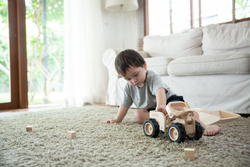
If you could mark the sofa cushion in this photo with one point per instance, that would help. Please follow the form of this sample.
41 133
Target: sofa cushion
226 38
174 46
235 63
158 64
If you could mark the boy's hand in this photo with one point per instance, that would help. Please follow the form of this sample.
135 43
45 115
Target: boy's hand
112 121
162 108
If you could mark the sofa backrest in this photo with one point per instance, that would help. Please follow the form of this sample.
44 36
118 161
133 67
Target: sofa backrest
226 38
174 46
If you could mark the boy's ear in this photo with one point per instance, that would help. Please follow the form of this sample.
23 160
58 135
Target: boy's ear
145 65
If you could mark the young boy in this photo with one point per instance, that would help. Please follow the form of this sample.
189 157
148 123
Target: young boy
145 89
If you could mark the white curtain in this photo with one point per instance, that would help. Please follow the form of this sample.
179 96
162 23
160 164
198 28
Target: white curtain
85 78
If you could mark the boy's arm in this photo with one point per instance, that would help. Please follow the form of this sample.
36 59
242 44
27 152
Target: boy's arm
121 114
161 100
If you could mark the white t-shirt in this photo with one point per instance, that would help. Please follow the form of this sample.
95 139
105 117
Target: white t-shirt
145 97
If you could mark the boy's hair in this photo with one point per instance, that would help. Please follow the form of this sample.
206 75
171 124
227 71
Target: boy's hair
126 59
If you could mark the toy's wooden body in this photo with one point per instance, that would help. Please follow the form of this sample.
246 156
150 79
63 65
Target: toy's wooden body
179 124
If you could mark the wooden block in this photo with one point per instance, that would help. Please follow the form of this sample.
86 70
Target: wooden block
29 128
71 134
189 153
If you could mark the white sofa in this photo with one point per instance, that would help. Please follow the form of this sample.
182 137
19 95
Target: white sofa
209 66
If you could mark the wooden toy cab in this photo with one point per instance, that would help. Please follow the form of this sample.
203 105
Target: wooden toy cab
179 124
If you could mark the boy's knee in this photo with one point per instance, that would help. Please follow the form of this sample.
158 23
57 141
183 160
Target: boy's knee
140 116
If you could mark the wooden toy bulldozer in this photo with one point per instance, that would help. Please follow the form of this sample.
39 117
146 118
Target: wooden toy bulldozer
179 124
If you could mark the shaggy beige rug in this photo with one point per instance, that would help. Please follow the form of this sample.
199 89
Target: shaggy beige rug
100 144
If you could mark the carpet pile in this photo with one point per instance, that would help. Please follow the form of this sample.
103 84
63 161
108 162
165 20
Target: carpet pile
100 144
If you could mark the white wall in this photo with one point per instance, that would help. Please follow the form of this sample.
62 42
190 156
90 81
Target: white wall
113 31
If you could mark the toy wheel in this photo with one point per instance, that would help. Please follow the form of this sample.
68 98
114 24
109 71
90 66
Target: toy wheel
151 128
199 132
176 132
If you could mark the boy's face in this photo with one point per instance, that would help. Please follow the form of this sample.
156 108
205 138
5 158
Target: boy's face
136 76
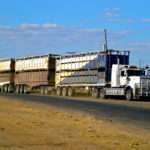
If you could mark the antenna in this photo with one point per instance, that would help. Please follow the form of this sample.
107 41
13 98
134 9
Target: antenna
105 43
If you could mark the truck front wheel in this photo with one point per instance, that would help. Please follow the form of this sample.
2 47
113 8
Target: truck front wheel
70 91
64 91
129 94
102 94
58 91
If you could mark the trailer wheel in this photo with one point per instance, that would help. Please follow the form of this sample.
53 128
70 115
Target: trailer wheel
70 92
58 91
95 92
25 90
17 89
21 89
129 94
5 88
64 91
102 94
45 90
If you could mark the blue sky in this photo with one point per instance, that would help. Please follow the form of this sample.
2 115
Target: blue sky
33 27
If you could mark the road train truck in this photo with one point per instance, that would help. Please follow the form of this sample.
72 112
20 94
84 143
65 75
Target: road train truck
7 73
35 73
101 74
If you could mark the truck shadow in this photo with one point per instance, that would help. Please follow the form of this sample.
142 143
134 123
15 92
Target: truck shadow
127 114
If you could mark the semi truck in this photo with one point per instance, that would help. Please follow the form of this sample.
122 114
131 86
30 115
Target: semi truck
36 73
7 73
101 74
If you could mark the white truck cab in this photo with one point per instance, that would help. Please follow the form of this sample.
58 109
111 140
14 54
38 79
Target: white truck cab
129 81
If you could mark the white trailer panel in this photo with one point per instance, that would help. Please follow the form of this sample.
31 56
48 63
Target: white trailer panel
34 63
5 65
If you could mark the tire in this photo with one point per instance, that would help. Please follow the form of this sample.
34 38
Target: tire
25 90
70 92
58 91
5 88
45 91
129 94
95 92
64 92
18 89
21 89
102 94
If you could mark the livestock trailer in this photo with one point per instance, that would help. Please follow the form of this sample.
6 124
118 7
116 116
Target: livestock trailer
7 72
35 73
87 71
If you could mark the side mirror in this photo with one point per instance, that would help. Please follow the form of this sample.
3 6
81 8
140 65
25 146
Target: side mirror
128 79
++++
EXERCISE AIM:
Above are the records; repeat them all exactly, without the pictures.

OUTPUT OF THE EXERCISE:
If you could mark the sofa cushion in this photo with one point per instance, that would help. Please follow the form of this sample.
41 133
Target: sofa cushion
226 38
174 46
235 63
158 64
If you could mark the boy's hand in this photo with one point per instance, that would help. Please follow the form of this sample.
135 43
45 115
Target: boy's hand
112 121
162 108
If you could mark the sofa backrest in this photo with one point per instance, that would help. Please follow the form of this sample.
44 36
118 161
133 67
Target: sofa backrest
226 38
174 46
If you could mark the boy's ear in this photo with one point per instance, that would help. Please follow the form of this sample.
23 160
58 135
Target: boy's ear
145 65
If you could mark the young boy in this photo with one point per instance, that would help. Please follow the form of this sample.
189 157
148 123
Target: young boy
145 89
If you could mark the white curtain in this photo with one point per instance, that would help. Please follow the form of this sample.
179 96
162 23
160 164
198 28
Target: white curtain
85 78
If you could mark the boy's arm in this photo with one point per instance, that would help. Please follow the form of this sample.
36 59
242 44
27 152
Target: boy's arm
121 114
161 100
If you could mark the white t-shirt in this photo with one point per instance, that would help. Please follow the form of this sample.
95 139
105 117
Target: white t-shirt
145 97
If you could mark the boy's hair in this photo with one point per instance, that would help. Please follow the form of this sample.
206 75
171 124
227 71
Target: boy's hair
126 59
If you could mark the toy's wooden body in this photo with one point per instance, that would help. Please follow the form of this sample.
246 156
150 79
63 65
Target: toy's wooden body
179 124
If you could mark the wooden block in this photo with one point per instance, that would help. Please follow the form of this sample.
86 70
Target: wooden block
29 128
71 134
189 153
If you could mark the white sofa in this photo with one point per instance, that would help. Please follow the form of this sample.
182 137
19 95
Target: white sofa
209 66
If you could mark the wooden toy cab in this photo with one point per instance, that would help. Please follow the form of this sample.
203 105
Target: wooden toy cab
179 124
If you could mark the boy's knee in this photo with one point per instance, that would help. Please follow the form of this sample.
158 23
57 141
183 160
Target: boy's knee
140 116
If you could mark the wooden toy bulldozer in this photo with one point per instance, that would help. Please follow the form of this sample.
39 117
146 118
Target: wooden toy bulldozer
179 124
If you could mark the shaggy beige rug in this photo with one point per instance, that would help. Please follow the form of this sample.
199 89
Target: shaggy beige rug
100 144
If you could mark the carpet pile in this photo with one point per instance, that would help. Please follow the form of this sample.
103 84
63 161
108 162
165 20
Target: carpet pile
100 144
If you could mark the white wall in this photo with one point per instance, that would help. Please follow the form of this sample.
62 42
190 156
90 81
Target: white wall
113 31
If you could mark the toy wheel in this photo with one point per instance, that would help. Please follow the form of this sample.
68 98
114 24
109 71
90 66
Target: toy wheel
151 128
199 132
176 132
If you could mark the boy's face in this photo with one point per instance, that would help. Please follow the form of this sample.
156 108
205 138
5 158
Target: boy's face
136 76
If you could mark the antenna in this photo with one point per instance, that would help. Please follow the form of this sample.
107 41
13 98
134 9
Target: antenna
105 43
If you could mark the truck front wheel in this photo with one point per instance, that would help. Please follow the form of this sample.
2 47
113 8
Target: truck front wheel
70 91
64 91
129 94
102 94
58 91
If you could mark the trailer wheel in this photo with one point per instance, that would help. Please follow the form of this sample.
53 128
70 115
Target: trailer wheel
70 92
58 91
95 92
25 90
17 89
21 89
129 94
5 88
64 91
102 94
45 90
If you could mark the blue sky in this photo with one point per instance, that would help. Please follow the form of this sample.
2 115
Target: blue sky
33 27
If you could mark the road train truck in this photo with one point per instance, that would help. Please follow the form of this sample.
72 112
20 94
84 143
65 75
Target: road train truck
7 73
35 73
101 74
If you could mark the truck shadow in this photo with one point per instance, that would help. Please follow the form of this sample.
142 143
134 123
15 92
Target: truck shadow
127 114
If you could mark the semi truck in this photo with one point per instance, that would help. Please follow the form of this sample.
122 114
131 86
30 115
Target: semi truck
36 73
7 73
101 74
If you could mark the white truck cab in this photo with one point per instance, that would help. Please follow the form of this sample.
58 109
111 140
14 54
38 79
Target: white truck cab
129 81
If you could mark the white trailer panel in this photo with one point per instance, that would help. Please follow the form of this sample.
31 56
48 63
Target: white trailer panel
34 63
5 65
If you could mark the tire in this photo with one point per instance, that would help. Please follow the form of this sample.
34 38
Target: tire
25 90
70 92
58 91
5 88
45 91
129 94
95 92
64 92
18 89
21 89
102 94
If you could mark the livestock trailer in this photo with one point per instance, that would help. Please follow the form of this sample.
6 124
118 7
116 116
Target: livestock trailer
7 72
35 73
87 71
If you could mark the side mirror in this photo with one point per instance, that would help. Please follow the form of this sample.
3 6
81 8
140 65
25 146
Target: side mirror
128 79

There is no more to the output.